Rows of bounding box annotation data:
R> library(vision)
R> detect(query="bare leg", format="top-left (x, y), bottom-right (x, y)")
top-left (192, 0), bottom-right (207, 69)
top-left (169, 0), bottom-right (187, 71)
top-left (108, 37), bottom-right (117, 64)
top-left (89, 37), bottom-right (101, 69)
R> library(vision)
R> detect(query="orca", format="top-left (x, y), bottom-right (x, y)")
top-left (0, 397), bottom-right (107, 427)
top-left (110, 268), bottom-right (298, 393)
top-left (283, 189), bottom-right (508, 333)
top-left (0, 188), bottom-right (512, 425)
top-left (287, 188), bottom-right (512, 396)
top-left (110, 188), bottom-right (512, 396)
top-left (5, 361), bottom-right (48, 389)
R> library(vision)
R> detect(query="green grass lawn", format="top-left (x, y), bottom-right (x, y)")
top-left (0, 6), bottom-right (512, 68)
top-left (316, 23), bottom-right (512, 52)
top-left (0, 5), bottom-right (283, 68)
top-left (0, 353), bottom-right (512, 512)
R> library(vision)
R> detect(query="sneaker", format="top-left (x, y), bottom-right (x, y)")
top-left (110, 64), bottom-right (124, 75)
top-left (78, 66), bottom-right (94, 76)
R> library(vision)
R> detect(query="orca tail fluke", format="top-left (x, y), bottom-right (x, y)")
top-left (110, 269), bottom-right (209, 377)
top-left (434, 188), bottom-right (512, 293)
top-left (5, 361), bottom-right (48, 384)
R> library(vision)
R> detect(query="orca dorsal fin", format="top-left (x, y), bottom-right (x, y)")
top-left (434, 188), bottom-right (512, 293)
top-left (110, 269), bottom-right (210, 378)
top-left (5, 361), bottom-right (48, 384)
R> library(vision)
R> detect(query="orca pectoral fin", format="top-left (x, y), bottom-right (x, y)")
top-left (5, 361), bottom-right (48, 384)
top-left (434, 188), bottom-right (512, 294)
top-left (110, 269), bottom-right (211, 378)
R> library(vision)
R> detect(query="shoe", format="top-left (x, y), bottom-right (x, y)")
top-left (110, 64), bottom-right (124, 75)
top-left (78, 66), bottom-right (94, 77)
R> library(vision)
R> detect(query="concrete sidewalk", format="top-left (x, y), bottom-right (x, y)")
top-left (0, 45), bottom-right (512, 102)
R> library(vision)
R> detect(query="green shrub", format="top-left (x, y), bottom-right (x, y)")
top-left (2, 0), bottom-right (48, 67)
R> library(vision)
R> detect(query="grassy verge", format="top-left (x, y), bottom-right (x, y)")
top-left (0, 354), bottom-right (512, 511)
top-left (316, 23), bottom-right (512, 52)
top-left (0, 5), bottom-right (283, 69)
==
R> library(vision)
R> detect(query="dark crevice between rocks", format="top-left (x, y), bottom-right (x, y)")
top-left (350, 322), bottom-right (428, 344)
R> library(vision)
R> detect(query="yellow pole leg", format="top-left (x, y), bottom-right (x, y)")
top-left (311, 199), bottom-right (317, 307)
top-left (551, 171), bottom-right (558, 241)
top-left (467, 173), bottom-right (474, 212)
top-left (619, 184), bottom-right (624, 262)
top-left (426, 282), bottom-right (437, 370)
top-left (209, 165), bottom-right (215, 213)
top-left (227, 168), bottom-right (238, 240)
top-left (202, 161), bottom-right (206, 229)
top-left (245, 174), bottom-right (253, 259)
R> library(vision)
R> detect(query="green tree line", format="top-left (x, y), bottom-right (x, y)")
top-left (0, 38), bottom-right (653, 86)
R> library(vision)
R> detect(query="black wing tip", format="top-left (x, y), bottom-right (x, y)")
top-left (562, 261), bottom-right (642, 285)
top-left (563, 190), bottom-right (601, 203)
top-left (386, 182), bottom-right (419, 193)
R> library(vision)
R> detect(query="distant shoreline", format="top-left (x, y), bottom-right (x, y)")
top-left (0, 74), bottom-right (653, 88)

**DIRECTIONS FOR THIS TASK:** Please list every line of the listing that contains the word "orca".

**WRITTEN REPLY:**
R> detect(query="orca", format="top-left (x, y), bottom-right (x, y)")
R> detect(query="orca tail fluke", format="top-left (x, y), bottom-right (x, y)")
R> detect(query="orca dorsal fin", format="top-left (x, y), bottom-right (x, y)")
R> detect(query="orca pectoral fin", format="top-left (x, y), bottom-right (x, y)")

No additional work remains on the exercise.